Region pointing data:
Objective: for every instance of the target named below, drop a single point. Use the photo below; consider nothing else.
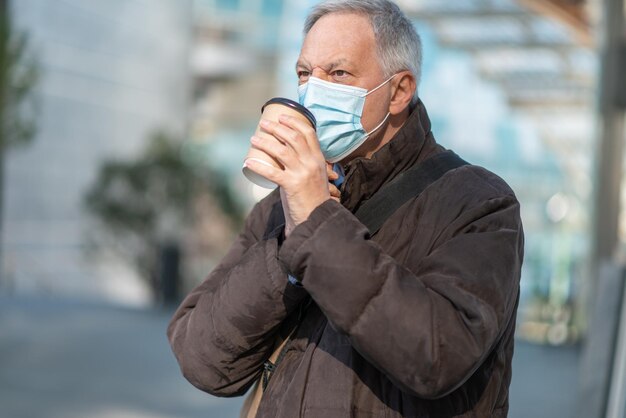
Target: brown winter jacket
(416, 321)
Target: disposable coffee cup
(271, 110)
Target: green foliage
(19, 73)
(148, 201)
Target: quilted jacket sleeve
(427, 328)
(225, 328)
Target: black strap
(375, 211)
(408, 185)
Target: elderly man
(326, 318)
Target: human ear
(404, 84)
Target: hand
(304, 181)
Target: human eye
(340, 75)
(303, 75)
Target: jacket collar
(413, 143)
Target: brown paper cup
(271, 110)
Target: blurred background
(123, 124)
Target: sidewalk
(63, 359)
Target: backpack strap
(408, 185)
(375, 211)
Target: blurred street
(64, 359)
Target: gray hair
(399, 47)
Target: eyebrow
(328, 68)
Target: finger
(264, 169)
(274, 148)
(305, 128)
(330, 172)
(287, 135)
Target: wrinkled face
(341, 48)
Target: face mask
(338, 109)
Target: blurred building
(112, 72)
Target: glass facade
(112, 72)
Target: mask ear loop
(379, 86)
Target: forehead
(347, 37)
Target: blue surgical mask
(338, 109)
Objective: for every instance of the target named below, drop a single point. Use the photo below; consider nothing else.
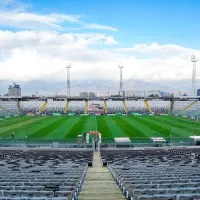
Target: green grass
(138, 128)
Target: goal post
(93, 133)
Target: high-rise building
(92, 95)
(83, 95)
(122, 93)
(14, 90)
(198, 92)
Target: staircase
(2, 108)
(66, 107)
(99, 183)
(147, 106)
(18, 106)
(86, 107)
(43, 107)
(125, 108)
(105, 107)
(171, 106)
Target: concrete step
(99, 184)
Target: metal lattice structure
(68, 79)
(194, 61)
(121, 79)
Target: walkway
(99, 183)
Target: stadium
(76, 148)
(136, 138)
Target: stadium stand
(55, 106)
(136, 106)
(179, 108)
(55, 175)
(160, 106)
(77, 107)
(9, 108)
(31, 106)
(115, 107)
(96, 107)
(155, 174)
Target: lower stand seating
(42, 175)
(155, 174)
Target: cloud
(164, 50)
(30, 55)
(34, 21)
(14, 14)
(100, 27)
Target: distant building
(92, 95)
(138, 93)
(83, 95)
(198, 92)
(14, 90)
(129, 93)
(122, 93)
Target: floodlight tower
(194, 61)
(68, 79)
(121, 79)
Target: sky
(154, 41)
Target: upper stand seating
(55, 106)
(159, 106)
(136, 106)
(31, 106)
(194, 110)
(77, 107)
(115, 107)
(155, 174)
(9, 108)
(43, 174)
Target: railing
(108, 142)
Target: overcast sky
(153, 39)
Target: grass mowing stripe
(43, 132)
(77, 127)
(17, 126)
(147, 131)
(129, 129)
(177, 123)
(162, 128)
(114, 129)
(174, 131)
(103, 128)
(60, 132)
(15, 121)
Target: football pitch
(69, 127)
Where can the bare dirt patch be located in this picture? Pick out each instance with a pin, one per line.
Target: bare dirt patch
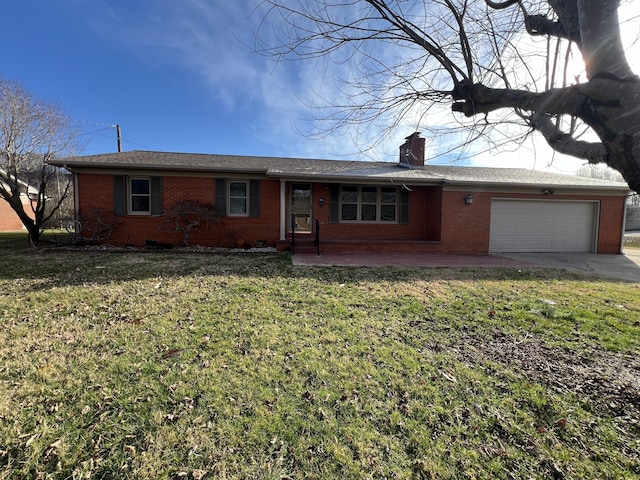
(608, 381)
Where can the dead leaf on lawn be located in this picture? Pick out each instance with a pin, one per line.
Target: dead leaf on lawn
(172, 352)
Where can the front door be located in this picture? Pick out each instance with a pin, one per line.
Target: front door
(300, 196)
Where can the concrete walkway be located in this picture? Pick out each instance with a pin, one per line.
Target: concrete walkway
(618, 267)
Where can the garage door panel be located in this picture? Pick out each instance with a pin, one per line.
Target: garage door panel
(542, 226)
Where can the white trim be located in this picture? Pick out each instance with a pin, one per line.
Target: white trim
(129, 193)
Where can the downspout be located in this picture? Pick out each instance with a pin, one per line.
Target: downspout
(76, 203)
(624, 223)
(283, 212)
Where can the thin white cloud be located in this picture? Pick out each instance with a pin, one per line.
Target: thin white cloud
(210, 39)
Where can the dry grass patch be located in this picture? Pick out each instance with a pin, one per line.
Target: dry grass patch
(152, 365)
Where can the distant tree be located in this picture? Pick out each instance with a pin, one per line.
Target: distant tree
(601, 172)
(403, 58)
(186, 216)
(32, 132)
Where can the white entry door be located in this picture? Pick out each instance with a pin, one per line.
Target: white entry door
(542, 226)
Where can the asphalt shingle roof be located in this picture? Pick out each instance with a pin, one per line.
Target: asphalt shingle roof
(334, 170)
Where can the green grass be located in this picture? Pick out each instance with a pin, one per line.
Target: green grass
(170, 365)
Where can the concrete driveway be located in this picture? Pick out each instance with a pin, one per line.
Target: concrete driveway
(617, 267)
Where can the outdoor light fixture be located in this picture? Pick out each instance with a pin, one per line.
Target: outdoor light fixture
(468, 200)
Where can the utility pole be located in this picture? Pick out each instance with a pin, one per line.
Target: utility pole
(119, 138)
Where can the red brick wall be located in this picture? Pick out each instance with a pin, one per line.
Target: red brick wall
(466, 228)
(415, 230)
(96, 191)
(435, 216)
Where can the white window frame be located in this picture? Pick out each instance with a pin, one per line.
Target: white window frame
(379, 204)
(231, 197)
(130, 196)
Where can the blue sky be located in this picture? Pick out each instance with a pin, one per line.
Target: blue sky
(175, 75)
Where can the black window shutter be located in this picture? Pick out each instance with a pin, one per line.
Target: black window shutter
(334, 203)
(119, 195)
(155, 185)
(221, 196)
(404, 206)
(254, 198)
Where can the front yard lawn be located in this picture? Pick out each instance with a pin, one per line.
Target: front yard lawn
(176, 365)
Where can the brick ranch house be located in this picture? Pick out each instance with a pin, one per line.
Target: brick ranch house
(352, 205)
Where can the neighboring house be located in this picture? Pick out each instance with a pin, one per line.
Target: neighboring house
(357, 205)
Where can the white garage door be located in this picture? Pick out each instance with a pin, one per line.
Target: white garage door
(542, 226)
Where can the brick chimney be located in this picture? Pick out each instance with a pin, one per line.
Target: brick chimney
(412, 151)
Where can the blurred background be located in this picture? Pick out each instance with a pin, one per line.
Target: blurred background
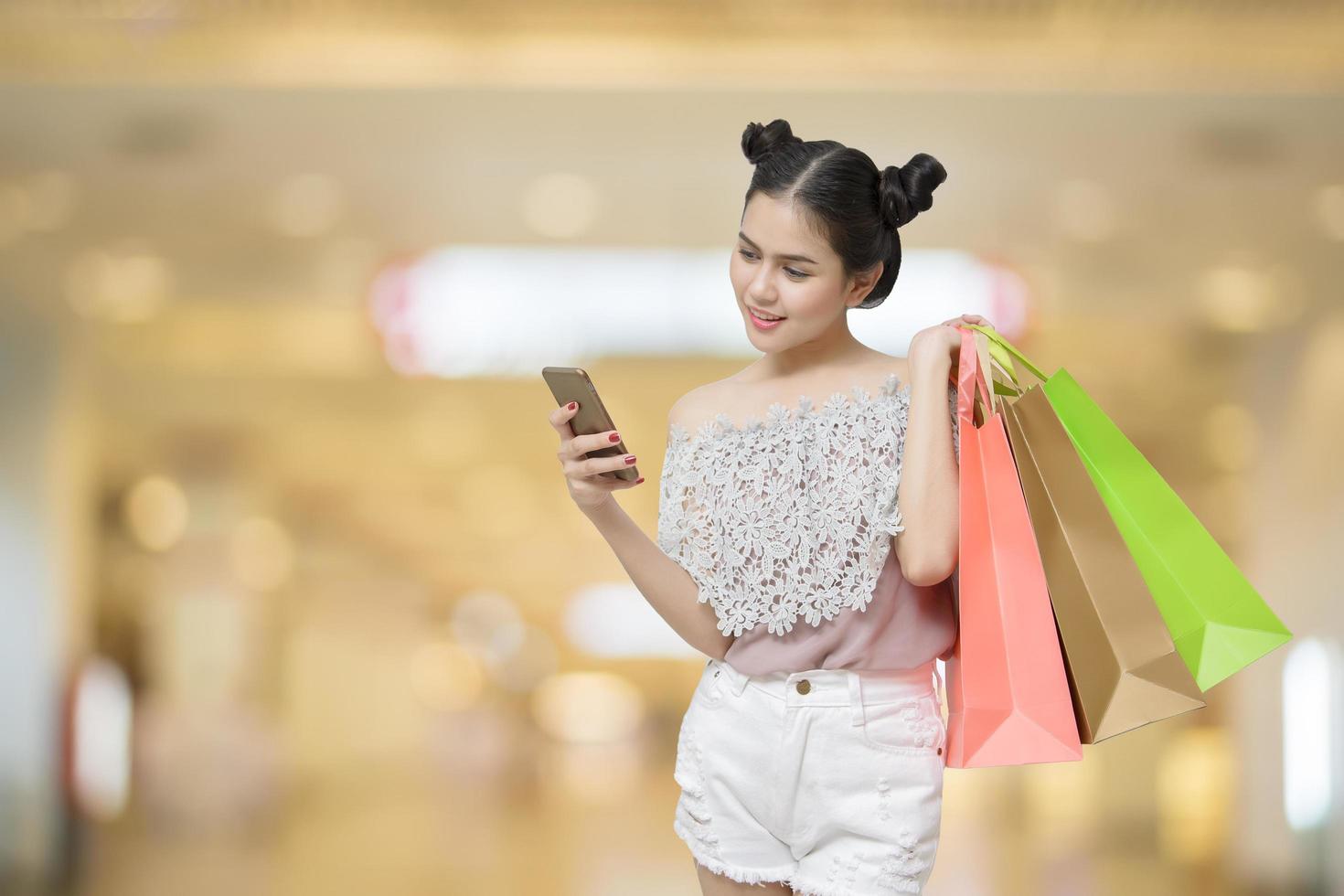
(292, 595)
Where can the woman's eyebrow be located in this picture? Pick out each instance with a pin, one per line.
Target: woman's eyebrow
(792, 258)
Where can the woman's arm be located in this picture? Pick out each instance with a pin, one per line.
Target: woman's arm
(928, 493)
(668, 589)
(663, 581)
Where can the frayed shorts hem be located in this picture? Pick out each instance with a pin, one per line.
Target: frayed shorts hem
(780, 875)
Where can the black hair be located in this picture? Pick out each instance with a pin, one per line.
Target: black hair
(843, 195)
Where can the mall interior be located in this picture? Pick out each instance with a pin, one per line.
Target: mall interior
(293, 597)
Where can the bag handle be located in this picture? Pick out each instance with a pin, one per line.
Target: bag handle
(971, 380)
(1007, 349)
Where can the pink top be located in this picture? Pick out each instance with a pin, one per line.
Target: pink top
(786, 523)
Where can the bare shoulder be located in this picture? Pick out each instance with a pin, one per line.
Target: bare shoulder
(883, 364)
(697, 404)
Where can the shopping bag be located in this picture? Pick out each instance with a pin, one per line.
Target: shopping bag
(1008, 699)
(1124, 670)
(1217, 620)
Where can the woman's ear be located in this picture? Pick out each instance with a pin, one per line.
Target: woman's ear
(863, 283)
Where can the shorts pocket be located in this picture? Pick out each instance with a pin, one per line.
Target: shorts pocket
(910, 727)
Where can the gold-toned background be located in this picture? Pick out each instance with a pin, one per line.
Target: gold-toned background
(211, 475)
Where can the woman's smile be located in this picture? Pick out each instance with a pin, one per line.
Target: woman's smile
(763, 323)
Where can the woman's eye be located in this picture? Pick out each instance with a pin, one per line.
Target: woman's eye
(791, 272)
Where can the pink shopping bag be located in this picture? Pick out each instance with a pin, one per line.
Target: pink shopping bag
(1008, 698)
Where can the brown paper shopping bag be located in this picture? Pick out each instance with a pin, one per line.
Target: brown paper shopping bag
(1123, 667)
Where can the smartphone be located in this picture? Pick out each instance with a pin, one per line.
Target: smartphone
(574, 384)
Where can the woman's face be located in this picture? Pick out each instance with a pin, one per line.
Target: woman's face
(781, 269)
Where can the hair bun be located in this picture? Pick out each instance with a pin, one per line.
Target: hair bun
(761, 140)
(906, 191)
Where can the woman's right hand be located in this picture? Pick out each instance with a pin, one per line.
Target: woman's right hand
(583, 475)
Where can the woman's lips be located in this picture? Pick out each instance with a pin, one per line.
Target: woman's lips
(763, 324)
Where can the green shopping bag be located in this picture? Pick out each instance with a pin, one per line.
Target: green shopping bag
(1218, 623)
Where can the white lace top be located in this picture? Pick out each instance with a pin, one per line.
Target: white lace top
(791, 516)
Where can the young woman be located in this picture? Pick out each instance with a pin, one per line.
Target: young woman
(806, 551)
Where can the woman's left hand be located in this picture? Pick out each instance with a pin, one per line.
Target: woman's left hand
(943, 340)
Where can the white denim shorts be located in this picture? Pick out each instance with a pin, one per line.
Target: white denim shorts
(828, 779)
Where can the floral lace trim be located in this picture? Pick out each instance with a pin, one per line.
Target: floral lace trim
(778, 412)
(791, 515)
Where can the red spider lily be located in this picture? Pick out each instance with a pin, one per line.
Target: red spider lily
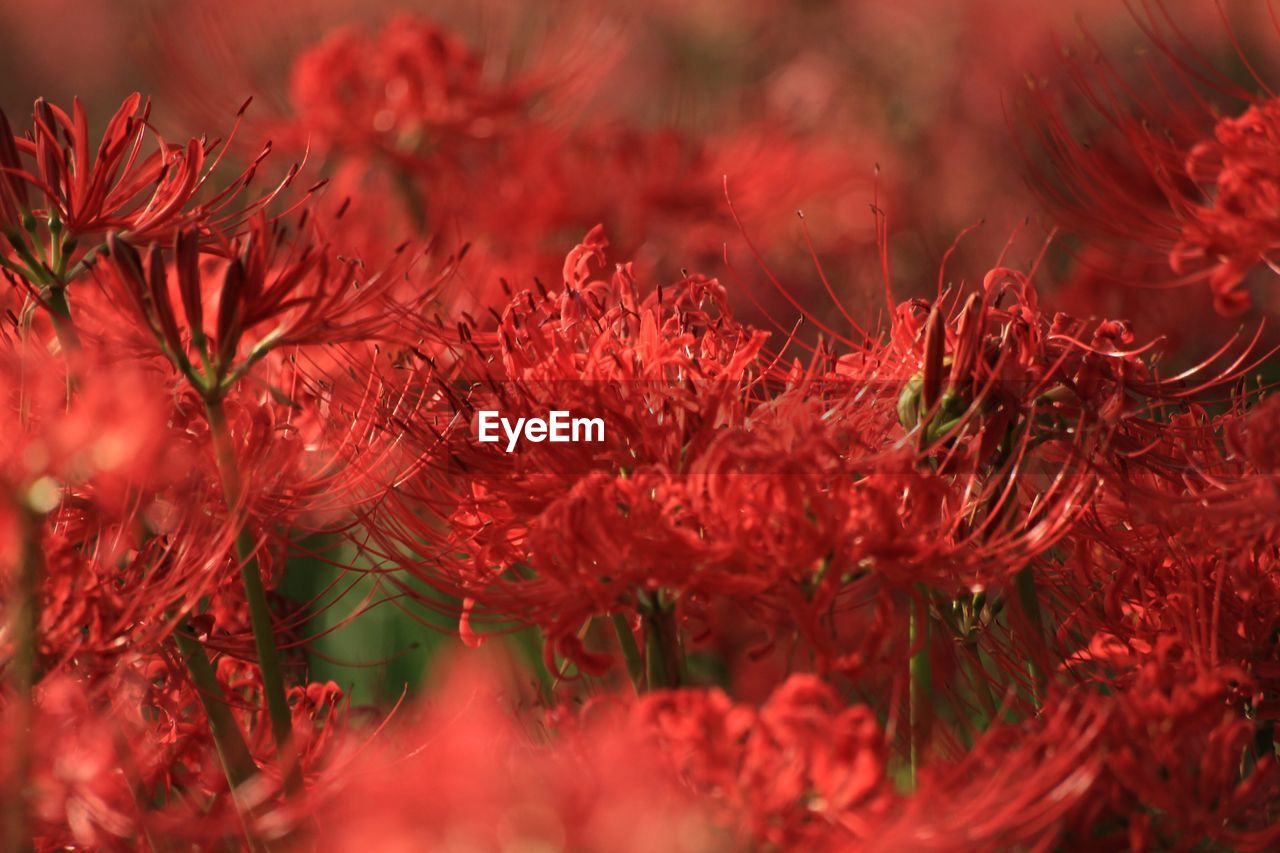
(804, 769)
(272, 293)
(412, 87)
(483, 781)
(55, 176)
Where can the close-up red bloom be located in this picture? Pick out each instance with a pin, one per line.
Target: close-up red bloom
(606, 425)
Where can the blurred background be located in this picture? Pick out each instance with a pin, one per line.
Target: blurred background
(830, 106)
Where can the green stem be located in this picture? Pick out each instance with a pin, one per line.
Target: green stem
(1028, 597)
(24, 626)
(630, 651)
(60, 313)
(233, 753)
(255, 593)
(919, 685)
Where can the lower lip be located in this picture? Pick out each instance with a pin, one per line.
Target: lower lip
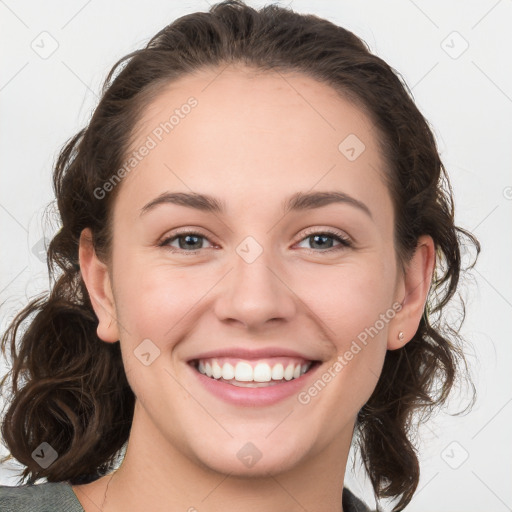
(255, 397)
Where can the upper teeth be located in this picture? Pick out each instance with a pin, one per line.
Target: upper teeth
(244, 371)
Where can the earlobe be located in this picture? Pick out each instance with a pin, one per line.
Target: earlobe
(415, 288)
(97, 281)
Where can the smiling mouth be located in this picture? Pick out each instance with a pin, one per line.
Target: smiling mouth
(251, 373)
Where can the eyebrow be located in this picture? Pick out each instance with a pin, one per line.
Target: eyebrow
(299, 201)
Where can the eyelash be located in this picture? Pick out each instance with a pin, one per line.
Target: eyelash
(345, 242)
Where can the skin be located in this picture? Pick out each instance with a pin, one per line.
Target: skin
(252, 141)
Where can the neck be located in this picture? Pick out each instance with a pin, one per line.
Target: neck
(155, 476)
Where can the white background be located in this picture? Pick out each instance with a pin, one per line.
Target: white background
(467, 100)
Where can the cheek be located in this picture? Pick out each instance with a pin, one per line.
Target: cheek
(349, 299)
(152, 299)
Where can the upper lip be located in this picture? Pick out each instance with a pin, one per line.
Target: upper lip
(245, 353)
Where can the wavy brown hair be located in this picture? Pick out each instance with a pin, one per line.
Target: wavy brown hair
(69, 388)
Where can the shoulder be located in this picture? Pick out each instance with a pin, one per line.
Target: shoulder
(351, 503)
(45, 497)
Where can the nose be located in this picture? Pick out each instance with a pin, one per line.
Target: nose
(254, 294)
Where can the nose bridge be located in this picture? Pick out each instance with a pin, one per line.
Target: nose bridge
(253, 291)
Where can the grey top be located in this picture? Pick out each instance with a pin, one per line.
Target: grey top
(59, 497)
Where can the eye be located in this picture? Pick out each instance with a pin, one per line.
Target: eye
(321, 239)
(188, 242)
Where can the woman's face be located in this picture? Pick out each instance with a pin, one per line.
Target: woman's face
(255, 283)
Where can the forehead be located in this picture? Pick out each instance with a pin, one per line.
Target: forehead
(265, 134)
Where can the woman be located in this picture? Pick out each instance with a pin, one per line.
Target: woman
(257, 246)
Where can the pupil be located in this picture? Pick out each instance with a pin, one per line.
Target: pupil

Activity: Each line above that includes "pupil" should be shown.

Written response:
Where can the pupil be located in this picture? Pick out each instance with a pin, one per line.
Target: pupil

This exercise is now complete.